• [TEXT SECTION]
● ● ● ● ● ● ●

MPI course at UCM -- Jacobi Iteration

Parallel Linear System Solution Using ScaLapack

Scientific computing on parallel machines

Jacobi Iteration

Jacobi Iteration

In this example we will get very close to a "real" application in numerical fluid mechanics. We will solve the following Poisson in two dimensions

L(u)=(d_xx+d_yy)u=0

on a unit square [0,1]x[0,1] with Dirichlet boundary conditions

u=sin(Pi*x)*exp(-Pi*y) for x=0, x=1, y=0, y=1

Using a Cartesian, uniform mesh and second-order accurate, central finite-differences, the spatial operator is discretized as follows:

L(u)=(u_i+1,j-2u_i,j+u_i-1,j)/dx²+(u_i,j+1-2u_i,j+u_i,j-1)/dy²

for all 1<=i<=m, 1<=j<=n and - for simplicity - dx=dy. Note that the boundaries correspond to the indices i=0,m+1 and j=0,n+1.

The Jacobi method for iteratively solving the above system can be obtained as follows. First, modify the equations by introducing a time-derivative:

d_t u=L(u) -> (uⁿ⁺¹-uⁿ)/dt=L(uⁿ)

● ● ● ● ● ● ●

• [GIVEN EXERCISE A] Could you write out the Jacobi iteration text again, beginning at "for all 1<=i<=m, 1<=j<=n" and stopping after "u=L(u) -> (uⁿ⁺¹-uⁿ)/dt=L(uⁿ)", and swap "boundaries" for "edges"?

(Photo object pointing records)
● ● ● ● ● ● ●

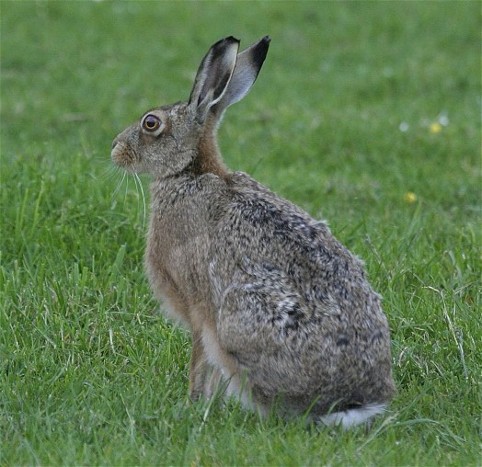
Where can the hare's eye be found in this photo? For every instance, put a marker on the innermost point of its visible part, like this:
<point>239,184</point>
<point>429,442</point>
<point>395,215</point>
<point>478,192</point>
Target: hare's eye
<point>151,123</point>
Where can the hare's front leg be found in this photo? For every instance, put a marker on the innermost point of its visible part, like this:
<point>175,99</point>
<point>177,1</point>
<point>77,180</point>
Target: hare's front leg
<point>199,368</point>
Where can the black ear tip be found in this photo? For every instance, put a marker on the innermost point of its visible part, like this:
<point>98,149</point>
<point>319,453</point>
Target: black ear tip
<point>261,50</point>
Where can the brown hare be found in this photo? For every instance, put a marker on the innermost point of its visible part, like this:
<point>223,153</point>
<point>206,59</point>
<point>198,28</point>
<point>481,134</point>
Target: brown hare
<point>281,313</point>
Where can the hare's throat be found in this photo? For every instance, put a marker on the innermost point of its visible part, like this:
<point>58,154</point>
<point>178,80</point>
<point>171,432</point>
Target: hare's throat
<point>209,159</point>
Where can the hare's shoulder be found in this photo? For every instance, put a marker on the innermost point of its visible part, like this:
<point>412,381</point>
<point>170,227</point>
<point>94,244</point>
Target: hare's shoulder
<point>263,216</point>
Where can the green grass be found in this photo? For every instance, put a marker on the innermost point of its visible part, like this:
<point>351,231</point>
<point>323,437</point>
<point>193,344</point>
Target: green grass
<point>90,373</point>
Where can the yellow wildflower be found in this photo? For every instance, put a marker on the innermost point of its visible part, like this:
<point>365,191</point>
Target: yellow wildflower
<point>410,197</point>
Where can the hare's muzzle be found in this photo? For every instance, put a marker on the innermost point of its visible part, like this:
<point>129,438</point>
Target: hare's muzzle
<point>121,154</point>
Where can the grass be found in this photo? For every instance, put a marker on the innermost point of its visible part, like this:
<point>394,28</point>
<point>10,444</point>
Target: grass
<point>366,114</point>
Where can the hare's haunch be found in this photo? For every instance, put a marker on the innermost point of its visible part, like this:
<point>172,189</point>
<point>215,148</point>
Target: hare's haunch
<point>281,313</point>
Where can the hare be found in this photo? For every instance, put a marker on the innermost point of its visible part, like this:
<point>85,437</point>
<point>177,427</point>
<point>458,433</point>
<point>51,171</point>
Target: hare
<point>281,313</point>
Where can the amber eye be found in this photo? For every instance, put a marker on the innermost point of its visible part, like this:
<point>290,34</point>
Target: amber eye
<point>151,123</point>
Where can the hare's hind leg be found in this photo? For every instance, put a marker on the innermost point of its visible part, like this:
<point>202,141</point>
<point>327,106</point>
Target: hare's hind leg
<point>199,368</point>
<point>353,417</point>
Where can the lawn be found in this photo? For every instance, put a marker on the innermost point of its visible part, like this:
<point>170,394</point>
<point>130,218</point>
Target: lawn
<point>366,114</point>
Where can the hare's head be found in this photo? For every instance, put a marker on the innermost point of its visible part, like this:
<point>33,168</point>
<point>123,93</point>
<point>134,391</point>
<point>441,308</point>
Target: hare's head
<point>176,138</point>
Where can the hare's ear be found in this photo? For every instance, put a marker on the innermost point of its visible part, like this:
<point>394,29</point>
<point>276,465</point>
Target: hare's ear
<point>213,76</point>
<point>248,65</point>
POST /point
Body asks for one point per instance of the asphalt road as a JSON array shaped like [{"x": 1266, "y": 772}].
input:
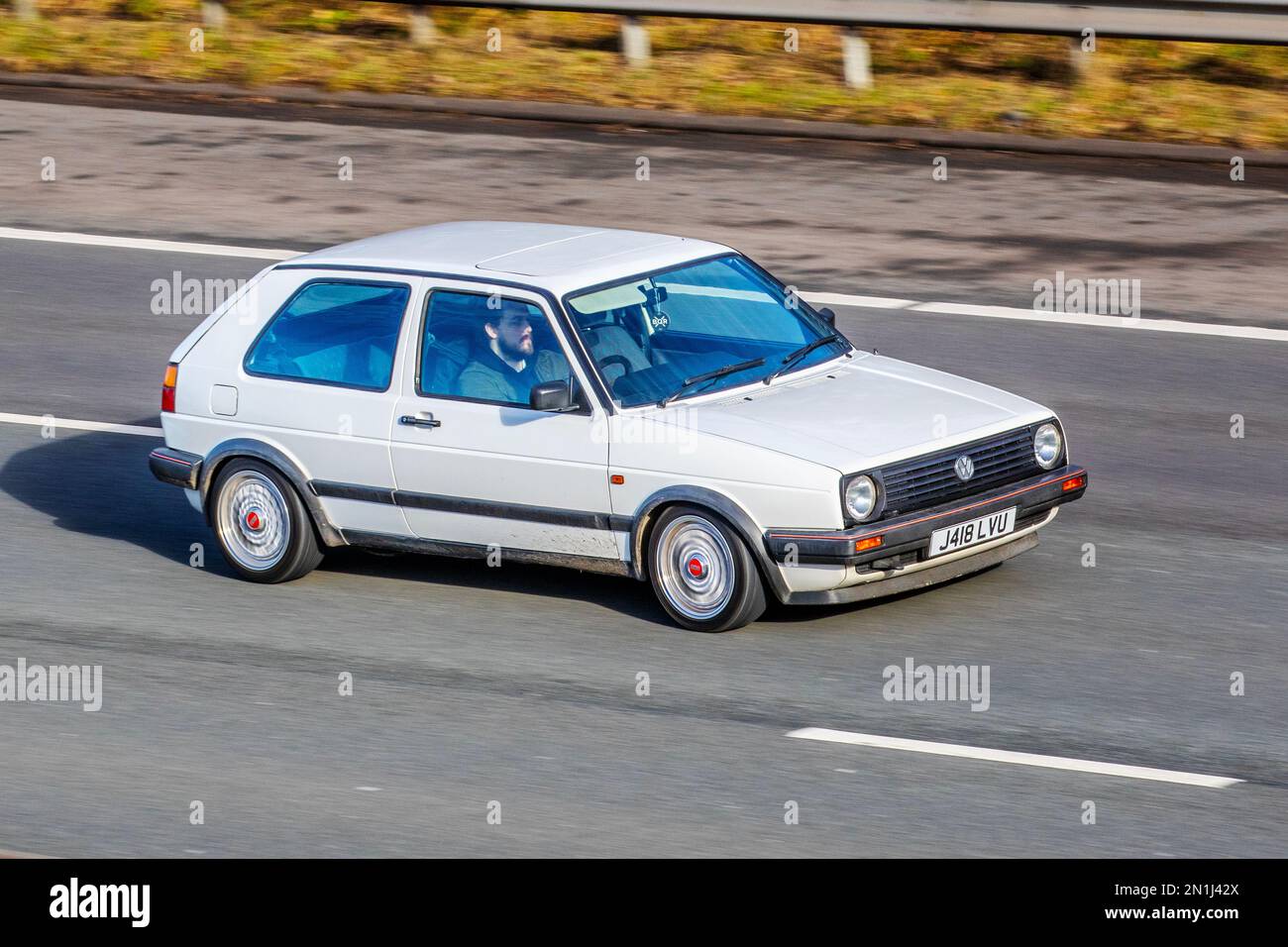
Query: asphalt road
[{"x": 518, "y": 684}]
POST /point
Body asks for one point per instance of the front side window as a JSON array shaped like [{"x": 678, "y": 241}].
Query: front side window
[
  {"x": 487, "y": 348},
  {"x": 649, "y": 335},
  {"x": 334, "y": 333}
]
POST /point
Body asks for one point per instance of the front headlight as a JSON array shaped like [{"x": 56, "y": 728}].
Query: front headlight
[
  {"x": 861, "y": 496},
  {"x": 1047, "y": 446}
]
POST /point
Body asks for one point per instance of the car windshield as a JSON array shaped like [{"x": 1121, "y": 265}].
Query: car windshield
[{"x": 656, "y": 337}]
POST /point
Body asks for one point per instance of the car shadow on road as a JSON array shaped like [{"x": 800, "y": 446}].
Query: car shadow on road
[{"x": 98, "y": 483}]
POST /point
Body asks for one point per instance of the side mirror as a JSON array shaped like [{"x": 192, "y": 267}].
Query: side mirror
[{"x": 552, "y": 395}]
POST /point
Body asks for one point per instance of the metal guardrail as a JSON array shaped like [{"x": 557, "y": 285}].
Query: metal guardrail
[{"x": 1201, "y": 21}]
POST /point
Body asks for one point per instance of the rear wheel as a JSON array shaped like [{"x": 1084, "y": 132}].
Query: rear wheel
[
  {"x": 261, "y": 523},
  {"x": 702, "y": 573}
]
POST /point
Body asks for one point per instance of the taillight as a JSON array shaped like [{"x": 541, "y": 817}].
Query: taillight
[{"x": 171, "y": 379}]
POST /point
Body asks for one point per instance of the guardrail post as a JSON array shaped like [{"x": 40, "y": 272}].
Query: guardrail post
[
  {"x": 635, "y": 46},
  {"x": 421, "y": 26},
  {"x": 1080, "y": 58},
  {"x": 858, "y": 59},
  {"x": 214, "y": 14}
]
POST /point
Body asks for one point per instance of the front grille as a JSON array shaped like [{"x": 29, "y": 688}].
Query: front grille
[{"x": 930, "y": 480}]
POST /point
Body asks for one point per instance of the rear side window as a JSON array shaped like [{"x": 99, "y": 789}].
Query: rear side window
[{"x": 336, "y": 333}]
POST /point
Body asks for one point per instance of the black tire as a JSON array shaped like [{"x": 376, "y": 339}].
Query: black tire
[
  {"x": 702, "y": 573},
  {"x": 253, "y": 508}
]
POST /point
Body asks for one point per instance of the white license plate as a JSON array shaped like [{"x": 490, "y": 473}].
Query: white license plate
[{"x": 971, "y": 531}]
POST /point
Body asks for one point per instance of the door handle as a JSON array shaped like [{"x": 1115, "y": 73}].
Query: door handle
[{"x": 426, "y": 421}]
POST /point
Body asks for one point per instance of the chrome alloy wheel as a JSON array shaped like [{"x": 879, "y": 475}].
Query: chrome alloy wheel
[
  {"x": 253, "y": 521},
  {"x": 696, "y": 567}
]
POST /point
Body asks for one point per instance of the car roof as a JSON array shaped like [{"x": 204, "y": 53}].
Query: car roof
[{"x": 555, "y": 257}]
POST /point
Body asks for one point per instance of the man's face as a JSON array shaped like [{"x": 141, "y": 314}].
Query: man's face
[{"x": 513, "y": 331}]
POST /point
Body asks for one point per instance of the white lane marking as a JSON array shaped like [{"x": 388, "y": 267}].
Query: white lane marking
[
  {"x": 81, "y": 425},
  {"x": 866, "y": 302},
  {"x": 999, "y": 312},
  {"x": 1067, "y": 318},
  {"x": 1024, "y": 759},
  {"x": 143, "y": 244}
]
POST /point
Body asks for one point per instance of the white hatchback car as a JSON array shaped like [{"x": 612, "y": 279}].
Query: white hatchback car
[{"x": 613, "y": 401}]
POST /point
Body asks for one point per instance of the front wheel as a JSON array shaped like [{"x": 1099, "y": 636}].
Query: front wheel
[
  {"x": 261, "y": 523},
  {"x": 702, "y": 573}
]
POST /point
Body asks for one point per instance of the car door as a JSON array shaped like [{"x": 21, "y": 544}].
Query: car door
[
  {"x": 318, "y": 380},
  {"x": 473, "y": 463}
]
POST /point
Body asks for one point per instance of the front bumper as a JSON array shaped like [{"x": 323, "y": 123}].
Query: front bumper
[{"x": 906, "y": 540}]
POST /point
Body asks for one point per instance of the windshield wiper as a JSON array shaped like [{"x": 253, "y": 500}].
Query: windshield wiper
[
  {"x": 800, "y": 354},
  {"x": 709, "y": 376}
]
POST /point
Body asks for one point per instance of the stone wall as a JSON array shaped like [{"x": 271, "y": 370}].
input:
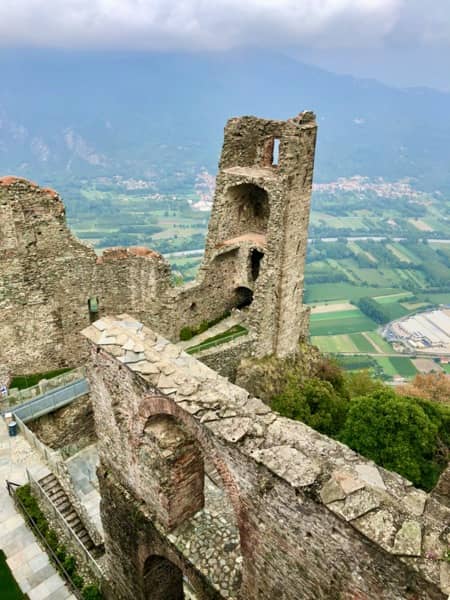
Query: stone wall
[
  {"x": 255, "y": 255},
  {"x": 70, "y": 428},
  {"x": 315, "y": 519}
]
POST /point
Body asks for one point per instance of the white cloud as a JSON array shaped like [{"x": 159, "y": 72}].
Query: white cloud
[{"x": 221, "y": 24}]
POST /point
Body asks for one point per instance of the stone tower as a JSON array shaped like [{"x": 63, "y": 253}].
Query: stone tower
[{"x": 261, "y": 212}]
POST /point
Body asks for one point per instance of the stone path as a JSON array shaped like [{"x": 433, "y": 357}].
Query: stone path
[
  {"x": 26, "y": 559},
  {"x": 82, "y": 468},
  {"x": 220, "y": 327}
]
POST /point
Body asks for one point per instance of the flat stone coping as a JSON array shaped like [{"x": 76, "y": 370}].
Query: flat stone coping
[{"x": 383, "y": 506}]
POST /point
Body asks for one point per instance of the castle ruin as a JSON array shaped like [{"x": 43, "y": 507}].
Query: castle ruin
[
  {"x": 52, "y": 285},
  {"x": 205, "y": 492}
]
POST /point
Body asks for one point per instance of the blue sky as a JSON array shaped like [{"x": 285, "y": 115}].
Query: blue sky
[{"x": 402, "y": 42}]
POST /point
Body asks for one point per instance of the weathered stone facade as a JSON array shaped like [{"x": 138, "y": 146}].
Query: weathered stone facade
[
  {"x": 313, "y": 519},
  {"x": 51, "y": 284}
]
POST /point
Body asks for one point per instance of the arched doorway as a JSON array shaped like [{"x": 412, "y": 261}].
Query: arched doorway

● ● ● ● ● ● ●

• [GIVEN EXERCISE B] Which lines of the records hold the string "black"? List each such line in full.

• [TASK RESULT A]
for all 1<=i<=m, 1<=j<=n and - for simplicity - dx=dy. Note that the edges correspond to the indices i=0,m+1 and j=0,n+1.

The Jacobi method for iteratively solving the above system can be obtained as follows. First, modify the equations by introducing a time-derivative:

d_t u=L(u) -> (uⁿ⁺¹-uⁿ)/dt=L(uⁿ)

• [TASK RESULT B]
Where can the black ear tip be found in this photo? For every instance, put a marker on the innermost point of its visible part, like this:
Target: black ear tip
Body asks for one point per instance of the black tire as a JSON array shaped like [{"x": 376, "y": 339}].
Query: black tire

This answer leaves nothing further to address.